■ PROBLEM STATEMENT ■
The lines to extract begin at the one containing "Task: mark one point on every instance of the sea" and run to the end of the listing; set them down exactly and alone.

■ INPUT DATA ■

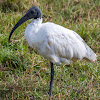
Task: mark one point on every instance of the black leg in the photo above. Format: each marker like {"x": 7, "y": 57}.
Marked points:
{"x": 52, "y": 76}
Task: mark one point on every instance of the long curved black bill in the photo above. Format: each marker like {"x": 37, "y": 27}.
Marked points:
{"x": 22, "y": 20}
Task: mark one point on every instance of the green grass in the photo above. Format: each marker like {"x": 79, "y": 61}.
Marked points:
{"x": 26, "y": 75}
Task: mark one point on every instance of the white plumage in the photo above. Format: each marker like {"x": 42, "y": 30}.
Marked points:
{"x": 53, "y": 42}
{"x": 56, "y": 43}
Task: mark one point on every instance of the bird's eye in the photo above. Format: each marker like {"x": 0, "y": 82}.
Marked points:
{"x": 32, "y": 11}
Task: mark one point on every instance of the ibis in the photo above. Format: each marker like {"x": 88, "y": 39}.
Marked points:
{"x": 53, "y": 42}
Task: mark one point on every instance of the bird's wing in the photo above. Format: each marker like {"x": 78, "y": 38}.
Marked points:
{"x": 65, "y": 43}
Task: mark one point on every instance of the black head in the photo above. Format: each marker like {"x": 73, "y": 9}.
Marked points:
{"x": 33, "y": 12}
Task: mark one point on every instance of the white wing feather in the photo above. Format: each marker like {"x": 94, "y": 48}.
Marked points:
{"x": 58, "y": 44}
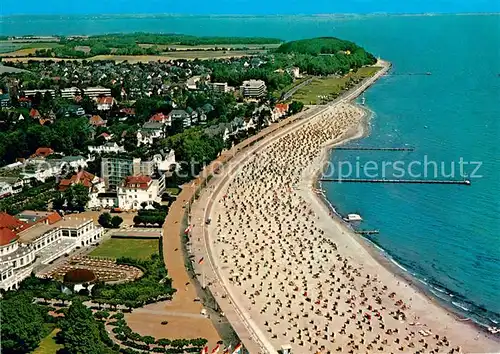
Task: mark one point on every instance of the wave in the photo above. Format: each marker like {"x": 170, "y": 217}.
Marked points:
{"x": 459, "y": 305}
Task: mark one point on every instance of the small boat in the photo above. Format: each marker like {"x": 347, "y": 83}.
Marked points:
{"x": 353, "y": 217}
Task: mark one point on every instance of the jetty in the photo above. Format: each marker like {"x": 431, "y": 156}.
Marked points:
{"x": 375, "y": 149}
{"x": 401, "y": 181}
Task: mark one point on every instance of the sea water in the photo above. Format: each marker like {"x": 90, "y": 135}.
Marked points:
{"x": 447, "y": 236}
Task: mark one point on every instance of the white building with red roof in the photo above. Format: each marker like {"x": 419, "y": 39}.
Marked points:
{"x": 34, "y": 239}
{"x": 136, "y": 190}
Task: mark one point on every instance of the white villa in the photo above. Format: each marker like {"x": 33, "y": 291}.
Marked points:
{"x": 26, "y": 246}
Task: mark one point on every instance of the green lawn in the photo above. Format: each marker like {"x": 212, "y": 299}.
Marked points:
{"x": 325, "y": 89}
{"x": 119, "y": 247}
{"x": 48, "y": 345}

■ ANSWER TO THE TASK ■
Task: mark one point on every instance of the sea water in the photo above. Format: each marker like {"x": 90, "y": 135}.
Marked points:
{"x": 447, "y": 236}
Task: mark one point on every instance of the white building with red roof in the photo above. Format: each marker like {"x": 419, "y": 39}.
Marked points:
{"x": 34, "y": 239}
{"x": 136, "y": 190}
Task: mark one point on every instance of the white villa in the photo above. Format: each marker like {"x": 33, "y": 291}.
Marked points:
{"x": 26, "y": 246}
Task: mark one point on every instance of the green lawn in the photo above. Format: each marker like {"x": 212, "y": 299}.
Marked points:
{"x": 325, "y": 89}
{"x": 119, "y": 247}
{"x": 48, "y": 345}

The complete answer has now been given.